From the first line to the last, print the data exactly as it appears.

◆ **Extracted data**
────

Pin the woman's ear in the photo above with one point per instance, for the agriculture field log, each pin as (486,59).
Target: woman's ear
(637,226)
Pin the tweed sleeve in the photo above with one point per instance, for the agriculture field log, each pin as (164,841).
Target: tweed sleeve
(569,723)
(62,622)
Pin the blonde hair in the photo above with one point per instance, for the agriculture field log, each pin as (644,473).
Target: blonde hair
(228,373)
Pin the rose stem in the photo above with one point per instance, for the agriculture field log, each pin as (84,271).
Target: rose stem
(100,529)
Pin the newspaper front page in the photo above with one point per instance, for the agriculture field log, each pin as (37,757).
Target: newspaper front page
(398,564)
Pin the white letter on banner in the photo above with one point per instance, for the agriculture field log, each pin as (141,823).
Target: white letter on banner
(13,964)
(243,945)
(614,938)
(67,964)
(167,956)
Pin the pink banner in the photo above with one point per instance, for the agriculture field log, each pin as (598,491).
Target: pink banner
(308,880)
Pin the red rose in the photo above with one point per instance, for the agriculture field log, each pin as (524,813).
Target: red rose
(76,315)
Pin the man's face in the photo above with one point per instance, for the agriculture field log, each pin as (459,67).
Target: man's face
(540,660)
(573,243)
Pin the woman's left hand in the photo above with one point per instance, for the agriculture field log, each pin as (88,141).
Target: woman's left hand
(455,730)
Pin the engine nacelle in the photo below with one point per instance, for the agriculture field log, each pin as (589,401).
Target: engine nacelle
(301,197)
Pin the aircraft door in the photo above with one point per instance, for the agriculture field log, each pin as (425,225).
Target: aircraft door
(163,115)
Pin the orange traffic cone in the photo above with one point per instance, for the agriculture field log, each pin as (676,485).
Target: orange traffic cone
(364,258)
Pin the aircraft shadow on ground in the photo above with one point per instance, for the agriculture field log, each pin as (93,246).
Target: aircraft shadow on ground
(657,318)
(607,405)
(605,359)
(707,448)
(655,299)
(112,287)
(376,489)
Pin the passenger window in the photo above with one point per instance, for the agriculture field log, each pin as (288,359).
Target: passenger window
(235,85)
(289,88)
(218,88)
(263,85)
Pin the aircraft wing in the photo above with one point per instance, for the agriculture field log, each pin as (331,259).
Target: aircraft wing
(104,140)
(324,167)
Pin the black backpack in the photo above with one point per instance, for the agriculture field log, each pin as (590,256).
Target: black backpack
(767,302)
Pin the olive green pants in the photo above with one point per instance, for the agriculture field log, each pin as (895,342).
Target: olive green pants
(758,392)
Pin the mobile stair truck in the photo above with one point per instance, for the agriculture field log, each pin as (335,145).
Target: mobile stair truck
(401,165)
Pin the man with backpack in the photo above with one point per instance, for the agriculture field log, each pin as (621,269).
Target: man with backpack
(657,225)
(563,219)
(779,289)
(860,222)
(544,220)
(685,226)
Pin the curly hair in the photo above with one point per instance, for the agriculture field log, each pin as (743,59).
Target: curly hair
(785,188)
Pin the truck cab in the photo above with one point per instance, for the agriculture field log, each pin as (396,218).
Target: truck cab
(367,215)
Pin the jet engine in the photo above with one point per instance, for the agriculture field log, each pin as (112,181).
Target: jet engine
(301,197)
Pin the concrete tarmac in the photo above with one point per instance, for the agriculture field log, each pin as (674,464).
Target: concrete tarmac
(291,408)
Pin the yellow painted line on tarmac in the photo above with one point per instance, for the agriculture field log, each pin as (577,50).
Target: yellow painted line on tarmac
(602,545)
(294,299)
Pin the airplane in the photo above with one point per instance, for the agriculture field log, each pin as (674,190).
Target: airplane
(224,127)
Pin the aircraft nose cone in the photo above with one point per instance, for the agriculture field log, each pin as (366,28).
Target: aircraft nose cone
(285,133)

────

◆ **Answer box**
Pin the woman's ear in the photo above with one point per instance, for the agriculture field log, each pin as (486,59).
Target: woman's ear
(637,226)
Pin the tweed sleeve in the photo above with one point per instance, for the agriculture field log, each pin as (164,841).
Target: tweed sleeve
(569,723)
(62,622)
Pin the blonde hair in the photo above with one point per instance, for the agriculture field log, each pin as (644,473).
Target: blonde hair
(228,373)
Pin the rose stem in the photo above with one point per instance, for the agriculture field log, each pin as (84,271).
Target: rose stem
(100,529)
Pin the newspaper front page in the photo above with one point per instance, for the agriculture field log, each pin as (37,757).
Target: newspaper front page
(398,564)
Pin the white letter on banner in the photo above with one point per instance, for the agriculture field log, each pin as (141,823).
Target: white letter on banner
(13,964)
(243,945)
(614,938)
(67,964)
(167,956)
Pin the pink banner in the photo above with one point per instance, for the agriculture field log, each pin as (598,491).
Target: pink banner
(308,880)
Pin the red rose in the photo above with one point per instance, for the agriculture field log, each pin as (524,813).
Target: red rose
(76,315)
Pin the man's face in the photo above with one point per instance, for the agriculture field log, each pin as (459,67).
Target: man's face
(540,660)
(573,243)
Pin the woman's left hand in the photo above with one point per instance, for the agriculture field log, each pin as (88,141).
Target: woman's left hand
(455,730)
Pin the engine nacelle in the photo below with one point per instance, for the agriculture field log, each pin as (589,401).
Target: engine nacelle
(301,197)
Pin the aircraft door in the photo above with one point per instance, for the agriculture field log, each pin as (425,225).
Target: aircraft door
(163,115)
Pin the orange traffic cone in the photo above with one point per instance, for the agriculture field log, each pin as (676,485).
Target: orange traffic cone
(364,258)
Pin the aircraft shadow on ground in the photo above with one point per instance, for the agriculture field log, each pin as (93,246).
Target: aircraft shadow on ground
(657,318)
(607,405)
(605,359)
(707,448)
(655,299)
(112,287)
(376,489)
Pin the passenger window in the photo above with one point per instance, for the agriculture field log, each pin as (288,359).
Target: passenger window
(235,85)
(289,88)
(218,88)
(263,85)
Pin the aircraft wing in the photo above with one point per instance, for the agriculture field log, each pin as (331,259).
Target: aircraft wing
(104,140)
(324,167)
Pin the black backpack in the photo above with one point per instance, for the agriculture field log, each pin as (590,256).
Target: black backpack
(767,302)
Pin the olive green pants in the photo above with one point per instance, for the agriculture field log, each pin as (895,342).
Target: olive green pants
(758,392)
Pin the mobile stair truck in the photo above with one point per instance, for the agriculture field log, each pin as (335,145).
Target: mobile stair truck
(401,165)
Pin the man with backpack in the photo above with one point per instance, for the agriculture field log, each pin as (621,269).
Target: man with backpack
(657,225)
(563,219)
(779,289)
(860,222)
(544,220)
(685,226)
Pin the curly hair in the photo above with one point per instance, for the agriculture field log, each pin as (743,59).
Target: curly hair
(785,188)
Pin the truck cab in the photo above with one point per instance, for the agriculture field log, each pin as (396,218).
Target: truck cab
(367,215)
Pin the jet engine in the photo above with one point per instance, for the agriculture field log, each pin as (112,181).
Target: jet engine
(301,197)
Pin the concrete tarmac in the photo above with one point per instance, for the agriculture field log, each pin as (674,464).
Target: concrete tarmac
(291,408)
Pin the yellow painted line on tarmac in the photo above with one point per instance, for the agriculture field log, each pin as (577,50).
Target: yellow painted line on tarmac
(602,545)
(294,299)
Pin the airplane in the photo above with one point per instance, for the agriculture field log, each pin as (674,190).
Target: airplane
(224,127)
Pin the aircraft nose cone in the photo above with one point per instance, for the agriculture field log, each pin as (366,28).
Target: aircraft nose cone
(285,133)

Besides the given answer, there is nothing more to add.